Assignment: Your answer should consist of the lines holding "like", copied from the material below.

[Source data Boundary: Start]

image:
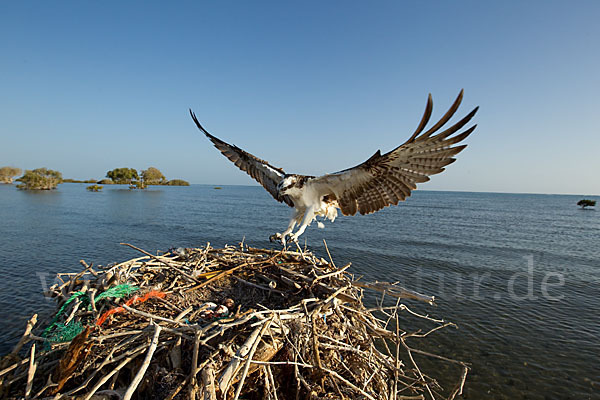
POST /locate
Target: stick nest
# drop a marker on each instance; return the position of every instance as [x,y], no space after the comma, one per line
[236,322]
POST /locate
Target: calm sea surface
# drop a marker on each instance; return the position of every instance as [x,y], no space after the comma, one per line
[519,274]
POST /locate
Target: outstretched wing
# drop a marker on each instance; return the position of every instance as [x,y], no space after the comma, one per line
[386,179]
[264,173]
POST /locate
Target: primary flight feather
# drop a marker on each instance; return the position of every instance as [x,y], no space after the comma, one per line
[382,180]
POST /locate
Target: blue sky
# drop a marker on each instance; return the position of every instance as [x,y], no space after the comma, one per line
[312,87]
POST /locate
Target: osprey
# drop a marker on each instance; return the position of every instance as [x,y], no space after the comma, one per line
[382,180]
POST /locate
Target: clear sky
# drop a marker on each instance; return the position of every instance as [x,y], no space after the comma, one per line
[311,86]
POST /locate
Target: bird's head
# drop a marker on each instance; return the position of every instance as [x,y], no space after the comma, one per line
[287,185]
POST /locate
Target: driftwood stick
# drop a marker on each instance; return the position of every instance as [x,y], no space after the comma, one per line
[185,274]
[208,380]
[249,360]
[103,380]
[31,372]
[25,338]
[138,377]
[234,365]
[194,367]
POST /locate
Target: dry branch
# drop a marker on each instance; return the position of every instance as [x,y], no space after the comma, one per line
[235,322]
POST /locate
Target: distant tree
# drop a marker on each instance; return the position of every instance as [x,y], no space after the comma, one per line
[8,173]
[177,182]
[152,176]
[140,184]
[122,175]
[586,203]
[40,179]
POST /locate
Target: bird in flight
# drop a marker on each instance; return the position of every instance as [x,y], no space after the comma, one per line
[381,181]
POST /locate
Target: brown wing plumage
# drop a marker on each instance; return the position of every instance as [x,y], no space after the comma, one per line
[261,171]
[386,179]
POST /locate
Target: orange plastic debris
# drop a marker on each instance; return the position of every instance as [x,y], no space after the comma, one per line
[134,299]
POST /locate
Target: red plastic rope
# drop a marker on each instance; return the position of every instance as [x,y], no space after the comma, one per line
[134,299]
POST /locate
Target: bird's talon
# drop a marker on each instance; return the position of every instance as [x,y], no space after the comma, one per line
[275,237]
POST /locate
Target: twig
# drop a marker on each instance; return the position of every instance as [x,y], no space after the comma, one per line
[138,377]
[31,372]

[Source data Boundary: End]
[Source data Boundary: Start]

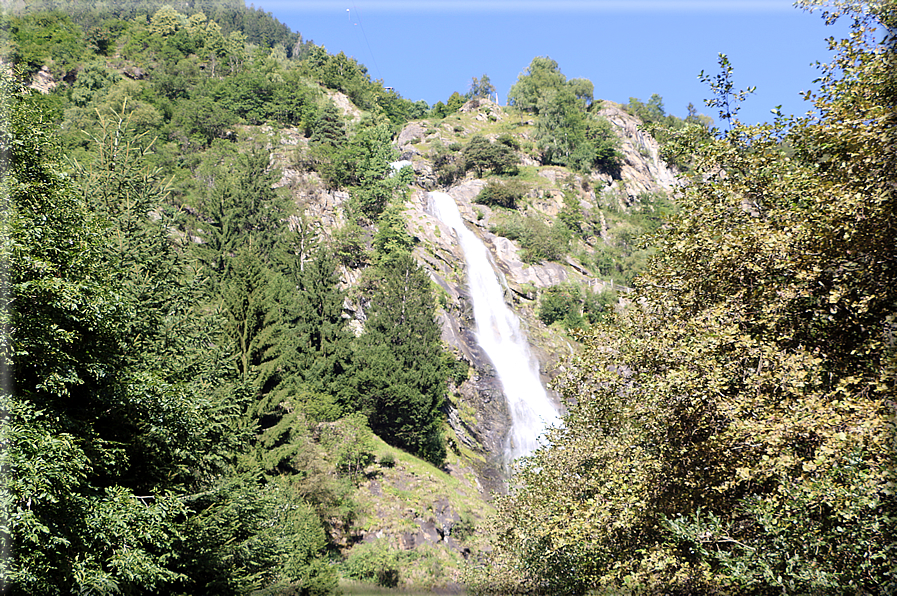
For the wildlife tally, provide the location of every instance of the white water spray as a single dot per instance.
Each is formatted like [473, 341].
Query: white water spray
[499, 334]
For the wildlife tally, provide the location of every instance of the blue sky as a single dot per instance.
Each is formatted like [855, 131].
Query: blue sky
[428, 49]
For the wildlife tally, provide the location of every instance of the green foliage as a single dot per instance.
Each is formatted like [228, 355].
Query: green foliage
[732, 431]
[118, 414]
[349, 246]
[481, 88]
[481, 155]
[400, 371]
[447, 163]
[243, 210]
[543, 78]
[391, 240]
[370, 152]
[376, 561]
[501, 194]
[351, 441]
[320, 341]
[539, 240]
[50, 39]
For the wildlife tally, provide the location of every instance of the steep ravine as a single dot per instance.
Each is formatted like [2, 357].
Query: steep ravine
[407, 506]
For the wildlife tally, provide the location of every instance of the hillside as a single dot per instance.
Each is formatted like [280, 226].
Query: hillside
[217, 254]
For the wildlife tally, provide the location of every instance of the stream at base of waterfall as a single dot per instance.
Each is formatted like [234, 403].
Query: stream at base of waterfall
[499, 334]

[Source data Boundary: End]

Exercise result:
Each is formatted like [473, 341].
Each is formatted like [855, 131].
Each is formatted like [228, 355].
Each is formatted like [2, 357].
Each is formatted like [280, 226].
Each is formatted like [234, 403].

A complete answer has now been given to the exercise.